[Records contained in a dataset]
┄┄┄┄┄┄
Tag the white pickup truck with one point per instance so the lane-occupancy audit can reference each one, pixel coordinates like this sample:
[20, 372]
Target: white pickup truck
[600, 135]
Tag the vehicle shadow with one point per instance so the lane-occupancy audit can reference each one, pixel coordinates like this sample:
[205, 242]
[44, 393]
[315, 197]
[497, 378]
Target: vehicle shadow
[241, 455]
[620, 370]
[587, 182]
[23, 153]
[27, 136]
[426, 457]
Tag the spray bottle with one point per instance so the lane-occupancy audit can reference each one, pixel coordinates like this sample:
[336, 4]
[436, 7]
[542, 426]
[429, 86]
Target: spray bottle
┄┄┄┄┄┄
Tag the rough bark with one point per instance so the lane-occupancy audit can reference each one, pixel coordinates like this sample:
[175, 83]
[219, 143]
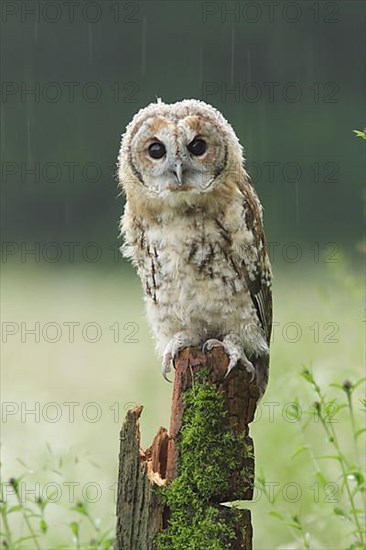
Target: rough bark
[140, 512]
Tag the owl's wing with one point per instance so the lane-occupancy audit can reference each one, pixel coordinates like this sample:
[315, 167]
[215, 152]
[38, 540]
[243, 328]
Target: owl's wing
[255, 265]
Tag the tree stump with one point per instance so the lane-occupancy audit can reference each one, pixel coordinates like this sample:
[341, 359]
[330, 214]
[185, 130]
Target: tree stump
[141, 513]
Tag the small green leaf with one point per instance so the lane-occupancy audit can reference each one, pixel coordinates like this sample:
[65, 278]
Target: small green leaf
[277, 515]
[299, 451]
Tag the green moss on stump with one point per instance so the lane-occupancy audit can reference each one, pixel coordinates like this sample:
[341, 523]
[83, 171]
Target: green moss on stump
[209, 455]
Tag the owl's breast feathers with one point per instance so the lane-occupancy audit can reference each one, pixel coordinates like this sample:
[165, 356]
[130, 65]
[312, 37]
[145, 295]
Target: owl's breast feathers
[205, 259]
┄┄┄┄┄┄
**Instructions for the task**
Every line that holds the word "spray" should be copied from the records.

**Exercise solution**
Tag the spray bottle with one point per instance so the lane-occupancy audit can reference each one, pixel coordinates like this sample:
Target: spray bottle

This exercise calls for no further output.